* _ACTIVITY_
From the data below, return the exact lines starting at the line containing "89 209 L 137" and ending at the line containing "377 246 L 338", both included, and nothing else.

[[ LISTED ENTRIES, beginning ]]

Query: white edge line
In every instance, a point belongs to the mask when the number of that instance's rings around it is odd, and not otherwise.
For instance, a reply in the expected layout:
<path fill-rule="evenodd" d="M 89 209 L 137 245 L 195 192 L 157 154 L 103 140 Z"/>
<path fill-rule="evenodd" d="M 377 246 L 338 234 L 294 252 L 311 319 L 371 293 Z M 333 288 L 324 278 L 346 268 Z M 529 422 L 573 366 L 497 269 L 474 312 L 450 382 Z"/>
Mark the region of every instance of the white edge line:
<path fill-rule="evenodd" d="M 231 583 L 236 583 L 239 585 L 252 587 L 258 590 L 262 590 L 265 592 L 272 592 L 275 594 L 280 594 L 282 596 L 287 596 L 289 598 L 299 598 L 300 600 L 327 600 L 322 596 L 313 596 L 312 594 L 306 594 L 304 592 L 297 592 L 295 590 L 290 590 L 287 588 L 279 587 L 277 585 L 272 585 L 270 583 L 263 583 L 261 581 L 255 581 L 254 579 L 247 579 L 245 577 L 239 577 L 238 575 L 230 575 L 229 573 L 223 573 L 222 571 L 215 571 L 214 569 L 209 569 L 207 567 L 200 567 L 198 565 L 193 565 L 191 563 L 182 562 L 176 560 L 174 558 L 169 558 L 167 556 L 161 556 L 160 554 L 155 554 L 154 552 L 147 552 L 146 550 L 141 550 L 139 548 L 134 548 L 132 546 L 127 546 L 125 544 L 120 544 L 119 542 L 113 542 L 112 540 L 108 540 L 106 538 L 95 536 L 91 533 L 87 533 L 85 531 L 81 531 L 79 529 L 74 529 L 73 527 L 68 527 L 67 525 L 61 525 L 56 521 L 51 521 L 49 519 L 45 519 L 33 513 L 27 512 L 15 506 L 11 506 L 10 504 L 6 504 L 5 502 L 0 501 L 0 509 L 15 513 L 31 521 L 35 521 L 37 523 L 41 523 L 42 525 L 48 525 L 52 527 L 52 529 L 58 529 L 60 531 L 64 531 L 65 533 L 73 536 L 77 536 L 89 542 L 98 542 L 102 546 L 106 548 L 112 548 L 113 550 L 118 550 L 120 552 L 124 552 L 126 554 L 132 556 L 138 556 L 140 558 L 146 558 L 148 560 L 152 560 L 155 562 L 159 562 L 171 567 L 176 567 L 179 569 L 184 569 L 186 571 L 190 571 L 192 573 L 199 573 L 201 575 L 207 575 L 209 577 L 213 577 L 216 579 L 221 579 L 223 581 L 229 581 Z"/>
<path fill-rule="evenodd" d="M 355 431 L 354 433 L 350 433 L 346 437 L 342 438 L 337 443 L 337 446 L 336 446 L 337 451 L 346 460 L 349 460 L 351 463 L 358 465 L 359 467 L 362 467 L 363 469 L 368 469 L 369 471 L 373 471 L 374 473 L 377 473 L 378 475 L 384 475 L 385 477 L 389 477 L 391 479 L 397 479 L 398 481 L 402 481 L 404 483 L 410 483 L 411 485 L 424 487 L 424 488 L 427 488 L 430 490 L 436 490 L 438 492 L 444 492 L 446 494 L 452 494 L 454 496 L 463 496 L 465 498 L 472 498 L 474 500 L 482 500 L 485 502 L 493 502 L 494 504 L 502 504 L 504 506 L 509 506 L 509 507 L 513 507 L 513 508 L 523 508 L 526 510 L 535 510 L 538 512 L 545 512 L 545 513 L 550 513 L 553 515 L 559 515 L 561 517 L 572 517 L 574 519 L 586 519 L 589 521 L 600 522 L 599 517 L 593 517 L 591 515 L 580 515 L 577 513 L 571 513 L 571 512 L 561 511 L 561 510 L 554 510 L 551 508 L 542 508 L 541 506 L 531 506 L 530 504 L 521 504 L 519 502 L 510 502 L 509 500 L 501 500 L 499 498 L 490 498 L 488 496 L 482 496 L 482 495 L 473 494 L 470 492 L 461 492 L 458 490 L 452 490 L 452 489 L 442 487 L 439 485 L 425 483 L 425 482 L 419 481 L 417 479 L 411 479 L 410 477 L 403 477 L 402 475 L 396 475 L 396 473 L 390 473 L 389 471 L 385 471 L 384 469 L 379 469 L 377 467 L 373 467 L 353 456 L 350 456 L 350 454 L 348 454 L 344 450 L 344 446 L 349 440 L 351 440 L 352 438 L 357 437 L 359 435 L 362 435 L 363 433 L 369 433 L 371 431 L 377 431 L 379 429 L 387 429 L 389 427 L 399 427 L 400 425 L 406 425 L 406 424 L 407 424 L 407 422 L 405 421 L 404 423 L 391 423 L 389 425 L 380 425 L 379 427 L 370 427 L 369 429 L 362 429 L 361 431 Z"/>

[[ LISTED ENTRIES, end ]]

* _SOLUTION TO THIS EXERCISE_
<path fill-rule="evenodd" d="M 89 209 L 137 245 L 195 192 L 157 154 L 103 140 Z"/>
<path fill-rule="evenodd" d="M 377 246 L 338 234 L 294 252 L 311 319 L 371 293 Z M 333 288 L 324 278 L 346 268 Z M 529 422 L 573 366 L 497 269 L 474 312 L 450 382 Z"/>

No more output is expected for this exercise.